Trecho do texto:
⁂
Nas últimas semanas, costurou um bloco independente no Congresso, ontem impôs derrota ao governo numa votação. Morde-e-assopra o tempo todo. Impulsionada pelo líder Eduardo Cunha, a bancada do partido na Câmara anunciou "independência" em relação ao governo e decidiu que apoiará a convocação da Executiva Nacional da legenda para "reavaliar" a atual aliança com o PT. Enquanto o líder diz que "discutir" não significa necessariamente romper com o PT, outros parlamentares, como o deputado Sandro Mabel (PMDB-GO), por exemplo, falam a torto e a direito que "80% da bancada quer o rompimento".
Nitroglicerina. No mínimo, desafio e obstáculo a ser ultrapassado pelo governo. 
No primeiro momento, a presidente mostrou indiferença: "O PMDB só me dá alegria", declarou para enfatizar que não há crise à vista. Faz parte do jogo. Mas o PMDB está mesmo esticando a corda.
Em nota divulgada ontem, a bancada declarou ter aprovado “moção de  apoio e irrestrita solidariedade ao líder reeleito Eduardo Cunha, vítima de agressões despropositadas do PT que, em verdade, atingiram frontalmente a bancada e o próprio PMDB, já que as posições externadas pelo líder refletem a posição da bancada”.
Nessa operação, o partido vale-se da força derivada do fato de ser a segunda maior bancada da Câmara (75 deputados, antecedida pelo PT com 87) e de sua capilaridade nacional, o que faz o PMDB ter presença em praticamente todas as alianças regionais, o que lhe dá poder  para barganhar cargos ministeriais. Hoje o partido comanda 5 ministérios, e acha pouco.
Houve alguma falha na conduta tática de Dilma seja na questão das alianças regionais para a eleição seja na reforma ministerial. Como ela não se mostra disposta a dar mais espaço para os peemedebistas, não gosta de conversar com políticos e age de modo técnico e gerencial, os aliados ficam atiçados e põem suas armas e suas reivindicações na mesa.
Parte das vozes que nos últimos tempos vem pedindo “volta, Lula” tem a ver com isso. A gritaria já foi mais forte, mas ainda ressoa. Não deverá crescer, mas a tendência é que fique a latejar incomodamente.
No caso específico do PMDB, há uma tentativa de se desvincular da imagem do partido apetitoso, interessado em cargos. Suas lideranças tentam a todo momento desmentir isso. Ninguém acredita. Mais interessante é avaliar a movimentação como recurso para aumentar a força do partido (e dos interesses sociais que representa) na montagem da coalizão governista: um ator interessado em disputar a hegemonia com o PT no interior dela.
⁂
Excertos de dados:

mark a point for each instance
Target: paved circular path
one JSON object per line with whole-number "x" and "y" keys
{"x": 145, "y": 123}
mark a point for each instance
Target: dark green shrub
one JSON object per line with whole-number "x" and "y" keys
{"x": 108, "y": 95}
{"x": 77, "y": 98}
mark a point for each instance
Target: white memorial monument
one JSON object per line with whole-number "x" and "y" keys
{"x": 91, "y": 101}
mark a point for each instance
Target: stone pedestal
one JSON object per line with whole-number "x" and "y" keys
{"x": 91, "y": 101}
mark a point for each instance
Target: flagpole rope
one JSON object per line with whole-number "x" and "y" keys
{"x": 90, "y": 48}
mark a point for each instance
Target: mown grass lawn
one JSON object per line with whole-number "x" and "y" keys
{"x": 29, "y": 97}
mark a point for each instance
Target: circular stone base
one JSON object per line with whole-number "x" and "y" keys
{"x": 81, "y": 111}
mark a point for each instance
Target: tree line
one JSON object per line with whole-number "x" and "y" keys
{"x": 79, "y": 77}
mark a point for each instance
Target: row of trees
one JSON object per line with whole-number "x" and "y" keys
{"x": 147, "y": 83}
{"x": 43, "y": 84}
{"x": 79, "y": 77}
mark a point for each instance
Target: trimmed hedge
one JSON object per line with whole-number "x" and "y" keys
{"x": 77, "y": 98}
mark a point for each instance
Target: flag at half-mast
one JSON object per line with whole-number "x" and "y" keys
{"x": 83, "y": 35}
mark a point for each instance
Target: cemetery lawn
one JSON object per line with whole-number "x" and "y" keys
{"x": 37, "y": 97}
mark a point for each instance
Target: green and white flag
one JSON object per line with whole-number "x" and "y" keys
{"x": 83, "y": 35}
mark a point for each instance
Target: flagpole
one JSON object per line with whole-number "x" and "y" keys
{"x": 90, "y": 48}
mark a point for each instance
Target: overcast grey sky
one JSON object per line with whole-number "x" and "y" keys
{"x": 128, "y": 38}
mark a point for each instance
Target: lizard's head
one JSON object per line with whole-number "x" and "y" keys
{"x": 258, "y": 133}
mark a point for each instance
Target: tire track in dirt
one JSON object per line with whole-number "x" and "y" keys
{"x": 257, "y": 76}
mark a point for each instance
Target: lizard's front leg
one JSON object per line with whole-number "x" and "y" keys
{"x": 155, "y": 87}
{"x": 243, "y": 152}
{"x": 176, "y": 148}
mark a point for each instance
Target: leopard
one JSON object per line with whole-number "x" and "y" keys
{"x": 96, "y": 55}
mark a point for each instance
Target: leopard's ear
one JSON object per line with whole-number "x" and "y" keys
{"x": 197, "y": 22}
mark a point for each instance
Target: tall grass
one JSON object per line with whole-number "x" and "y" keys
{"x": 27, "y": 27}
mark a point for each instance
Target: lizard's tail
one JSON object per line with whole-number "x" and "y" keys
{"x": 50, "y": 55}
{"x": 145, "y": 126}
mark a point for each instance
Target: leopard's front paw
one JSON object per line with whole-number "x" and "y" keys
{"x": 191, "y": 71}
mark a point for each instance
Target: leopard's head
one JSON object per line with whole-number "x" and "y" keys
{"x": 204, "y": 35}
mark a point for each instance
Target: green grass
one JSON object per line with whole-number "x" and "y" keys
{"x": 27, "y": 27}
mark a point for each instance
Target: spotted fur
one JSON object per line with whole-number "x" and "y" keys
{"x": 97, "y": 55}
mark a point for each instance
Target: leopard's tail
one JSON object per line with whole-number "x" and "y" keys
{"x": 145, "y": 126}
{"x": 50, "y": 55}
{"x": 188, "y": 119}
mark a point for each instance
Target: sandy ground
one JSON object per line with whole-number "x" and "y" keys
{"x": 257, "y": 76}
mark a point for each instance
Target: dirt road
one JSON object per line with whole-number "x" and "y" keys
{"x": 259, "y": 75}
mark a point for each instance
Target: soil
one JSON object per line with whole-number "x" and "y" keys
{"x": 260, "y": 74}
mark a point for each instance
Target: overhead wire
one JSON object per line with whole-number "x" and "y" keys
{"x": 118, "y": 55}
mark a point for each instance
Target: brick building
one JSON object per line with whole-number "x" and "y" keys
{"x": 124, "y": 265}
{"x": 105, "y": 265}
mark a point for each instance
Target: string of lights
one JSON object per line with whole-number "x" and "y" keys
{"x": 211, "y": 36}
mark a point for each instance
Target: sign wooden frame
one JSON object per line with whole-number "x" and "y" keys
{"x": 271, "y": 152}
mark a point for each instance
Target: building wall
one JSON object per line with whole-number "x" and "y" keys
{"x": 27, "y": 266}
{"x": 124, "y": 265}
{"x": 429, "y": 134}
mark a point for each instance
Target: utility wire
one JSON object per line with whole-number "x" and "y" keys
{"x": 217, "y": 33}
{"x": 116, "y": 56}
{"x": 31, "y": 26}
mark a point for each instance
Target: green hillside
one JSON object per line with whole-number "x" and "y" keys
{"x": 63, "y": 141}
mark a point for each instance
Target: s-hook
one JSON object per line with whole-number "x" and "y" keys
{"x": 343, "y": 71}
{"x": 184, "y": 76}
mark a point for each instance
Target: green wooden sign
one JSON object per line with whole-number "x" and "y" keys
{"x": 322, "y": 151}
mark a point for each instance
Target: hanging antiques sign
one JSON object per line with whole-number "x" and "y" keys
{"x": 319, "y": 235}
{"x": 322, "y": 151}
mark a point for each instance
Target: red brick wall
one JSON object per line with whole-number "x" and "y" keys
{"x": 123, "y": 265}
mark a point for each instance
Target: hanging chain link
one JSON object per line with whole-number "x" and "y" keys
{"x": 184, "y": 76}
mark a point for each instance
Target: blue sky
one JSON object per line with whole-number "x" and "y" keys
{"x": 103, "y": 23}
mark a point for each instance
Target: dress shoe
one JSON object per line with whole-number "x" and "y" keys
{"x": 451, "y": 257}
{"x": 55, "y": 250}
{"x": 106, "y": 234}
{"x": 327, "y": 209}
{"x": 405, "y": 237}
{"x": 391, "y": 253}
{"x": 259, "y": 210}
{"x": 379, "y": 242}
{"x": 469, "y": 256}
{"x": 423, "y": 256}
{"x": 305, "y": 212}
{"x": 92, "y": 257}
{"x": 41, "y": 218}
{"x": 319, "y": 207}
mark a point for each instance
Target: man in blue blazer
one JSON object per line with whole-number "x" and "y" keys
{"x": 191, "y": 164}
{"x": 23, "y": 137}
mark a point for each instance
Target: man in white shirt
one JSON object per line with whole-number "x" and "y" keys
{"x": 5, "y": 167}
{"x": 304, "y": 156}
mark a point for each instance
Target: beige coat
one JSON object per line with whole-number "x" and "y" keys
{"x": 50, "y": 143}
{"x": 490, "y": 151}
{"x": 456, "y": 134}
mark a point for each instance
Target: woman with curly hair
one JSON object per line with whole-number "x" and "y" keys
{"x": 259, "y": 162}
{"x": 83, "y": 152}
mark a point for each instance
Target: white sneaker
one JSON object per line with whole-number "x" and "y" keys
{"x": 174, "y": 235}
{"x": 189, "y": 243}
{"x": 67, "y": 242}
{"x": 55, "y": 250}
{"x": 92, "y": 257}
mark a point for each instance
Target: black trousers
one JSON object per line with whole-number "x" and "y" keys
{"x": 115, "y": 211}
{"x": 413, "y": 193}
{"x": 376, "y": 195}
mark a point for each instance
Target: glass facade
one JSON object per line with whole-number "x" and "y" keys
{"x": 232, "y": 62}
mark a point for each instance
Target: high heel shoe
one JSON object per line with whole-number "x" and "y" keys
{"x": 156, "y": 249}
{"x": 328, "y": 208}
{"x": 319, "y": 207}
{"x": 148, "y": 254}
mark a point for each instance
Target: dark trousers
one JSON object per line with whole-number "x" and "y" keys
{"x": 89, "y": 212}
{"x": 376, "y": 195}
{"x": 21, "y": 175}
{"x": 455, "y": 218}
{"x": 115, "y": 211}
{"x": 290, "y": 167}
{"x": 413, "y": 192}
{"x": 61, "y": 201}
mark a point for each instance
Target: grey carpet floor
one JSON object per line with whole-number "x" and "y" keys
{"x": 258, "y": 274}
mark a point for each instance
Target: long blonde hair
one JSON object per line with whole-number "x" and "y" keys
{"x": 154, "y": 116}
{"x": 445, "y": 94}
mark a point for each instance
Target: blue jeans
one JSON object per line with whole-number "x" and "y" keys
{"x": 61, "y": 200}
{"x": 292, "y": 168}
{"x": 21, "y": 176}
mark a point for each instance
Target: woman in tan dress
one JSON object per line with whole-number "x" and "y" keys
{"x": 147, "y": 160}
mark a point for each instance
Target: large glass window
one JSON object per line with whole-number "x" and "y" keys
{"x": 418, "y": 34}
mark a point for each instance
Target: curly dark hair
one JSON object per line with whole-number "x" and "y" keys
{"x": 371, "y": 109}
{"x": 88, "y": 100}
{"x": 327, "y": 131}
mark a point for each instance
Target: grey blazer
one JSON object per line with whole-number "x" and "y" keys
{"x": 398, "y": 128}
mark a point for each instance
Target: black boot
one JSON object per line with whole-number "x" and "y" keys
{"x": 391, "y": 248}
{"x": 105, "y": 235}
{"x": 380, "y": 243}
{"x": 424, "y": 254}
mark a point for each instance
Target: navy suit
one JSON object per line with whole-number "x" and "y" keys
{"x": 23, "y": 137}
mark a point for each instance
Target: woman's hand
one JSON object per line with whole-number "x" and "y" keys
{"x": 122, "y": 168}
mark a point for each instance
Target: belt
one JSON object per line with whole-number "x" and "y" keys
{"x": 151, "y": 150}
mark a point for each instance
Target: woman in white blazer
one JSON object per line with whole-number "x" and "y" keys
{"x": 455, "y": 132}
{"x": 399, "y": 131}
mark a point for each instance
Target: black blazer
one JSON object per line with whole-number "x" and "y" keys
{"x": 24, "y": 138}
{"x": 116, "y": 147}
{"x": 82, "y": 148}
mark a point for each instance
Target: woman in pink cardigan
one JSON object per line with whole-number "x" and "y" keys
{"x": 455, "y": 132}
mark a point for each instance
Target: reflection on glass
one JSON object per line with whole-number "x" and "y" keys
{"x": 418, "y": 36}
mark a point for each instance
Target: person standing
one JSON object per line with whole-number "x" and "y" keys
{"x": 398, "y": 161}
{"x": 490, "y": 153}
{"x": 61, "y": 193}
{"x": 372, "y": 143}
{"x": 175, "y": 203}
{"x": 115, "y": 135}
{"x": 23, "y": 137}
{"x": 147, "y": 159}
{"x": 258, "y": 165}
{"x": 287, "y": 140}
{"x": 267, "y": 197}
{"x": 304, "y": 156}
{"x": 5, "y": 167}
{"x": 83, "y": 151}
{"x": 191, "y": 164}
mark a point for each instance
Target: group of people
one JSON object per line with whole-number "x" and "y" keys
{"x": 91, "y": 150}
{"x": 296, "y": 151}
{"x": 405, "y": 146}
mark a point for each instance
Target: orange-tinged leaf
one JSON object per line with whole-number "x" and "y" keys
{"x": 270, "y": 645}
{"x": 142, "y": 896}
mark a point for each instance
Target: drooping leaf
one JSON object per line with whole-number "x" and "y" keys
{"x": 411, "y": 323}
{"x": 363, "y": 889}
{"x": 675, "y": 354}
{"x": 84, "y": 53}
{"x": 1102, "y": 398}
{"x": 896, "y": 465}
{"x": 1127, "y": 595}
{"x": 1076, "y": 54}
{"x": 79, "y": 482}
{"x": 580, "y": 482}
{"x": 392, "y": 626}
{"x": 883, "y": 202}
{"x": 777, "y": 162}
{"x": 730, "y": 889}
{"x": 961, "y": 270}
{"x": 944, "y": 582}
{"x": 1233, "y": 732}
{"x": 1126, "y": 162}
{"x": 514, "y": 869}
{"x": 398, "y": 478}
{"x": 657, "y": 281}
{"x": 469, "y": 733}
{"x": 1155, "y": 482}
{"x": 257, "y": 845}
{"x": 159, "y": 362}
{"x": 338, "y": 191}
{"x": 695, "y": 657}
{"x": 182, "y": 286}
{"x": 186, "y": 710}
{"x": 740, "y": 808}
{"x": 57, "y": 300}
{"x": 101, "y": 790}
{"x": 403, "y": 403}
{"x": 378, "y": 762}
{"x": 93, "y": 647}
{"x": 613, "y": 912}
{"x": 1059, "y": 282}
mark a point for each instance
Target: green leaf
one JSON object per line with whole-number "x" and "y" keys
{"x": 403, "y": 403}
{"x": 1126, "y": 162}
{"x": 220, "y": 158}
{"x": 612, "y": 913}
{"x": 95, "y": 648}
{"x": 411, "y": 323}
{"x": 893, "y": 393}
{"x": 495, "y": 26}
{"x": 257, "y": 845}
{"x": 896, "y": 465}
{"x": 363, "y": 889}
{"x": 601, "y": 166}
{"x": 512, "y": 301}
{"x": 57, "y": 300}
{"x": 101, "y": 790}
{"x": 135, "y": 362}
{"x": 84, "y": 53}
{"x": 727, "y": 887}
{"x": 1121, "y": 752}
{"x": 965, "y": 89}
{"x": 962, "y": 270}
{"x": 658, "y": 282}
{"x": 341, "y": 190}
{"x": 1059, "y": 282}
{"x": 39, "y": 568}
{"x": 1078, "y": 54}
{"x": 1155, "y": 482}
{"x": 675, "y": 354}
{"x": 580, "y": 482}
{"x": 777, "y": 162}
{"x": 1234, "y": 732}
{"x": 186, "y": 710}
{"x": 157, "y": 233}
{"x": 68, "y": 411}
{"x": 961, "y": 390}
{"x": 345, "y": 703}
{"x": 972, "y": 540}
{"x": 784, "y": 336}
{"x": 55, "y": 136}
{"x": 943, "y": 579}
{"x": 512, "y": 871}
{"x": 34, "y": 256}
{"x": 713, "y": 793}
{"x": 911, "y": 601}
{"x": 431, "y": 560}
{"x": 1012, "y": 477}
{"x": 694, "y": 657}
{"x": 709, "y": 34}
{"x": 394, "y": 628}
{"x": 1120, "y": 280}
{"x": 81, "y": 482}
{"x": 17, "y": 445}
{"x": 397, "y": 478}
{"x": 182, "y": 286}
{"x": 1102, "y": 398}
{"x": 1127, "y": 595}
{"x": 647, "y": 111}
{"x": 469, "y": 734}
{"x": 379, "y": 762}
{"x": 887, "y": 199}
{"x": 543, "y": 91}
⁂
Instruções do exercício:
• 1. Responda com base no texto:
(a) Quantos deputados tem a bancada do PMDB na Câmara?
(b) Quantos ministérios o partido comanda hoje?
(c) Qual deputado afirma que "80% da bancada quer o rompimento"?
• 2. Transcreva do texto a passagem que vai de "Houve alguma falha" a "reivindicações na mesa.".

Respostas do exercício:
• 1.
(a) 75 deputados.
(b) 5 ministérios.
(c) Sandro Mabel (PMDB-GO).

• 2.
Houve alguma falha na conduta tática de Dilma seja na questão das alianças regionais para a eleição seja na reforma ministerial. Como ela não se mostra disposta a dar mais espaço para os peemedebistas, não gosta de conversar com políticos e age de modo técnico e gerencial, os aliados ficam atiçados e põem suas armas e suas reivindicações na mesa.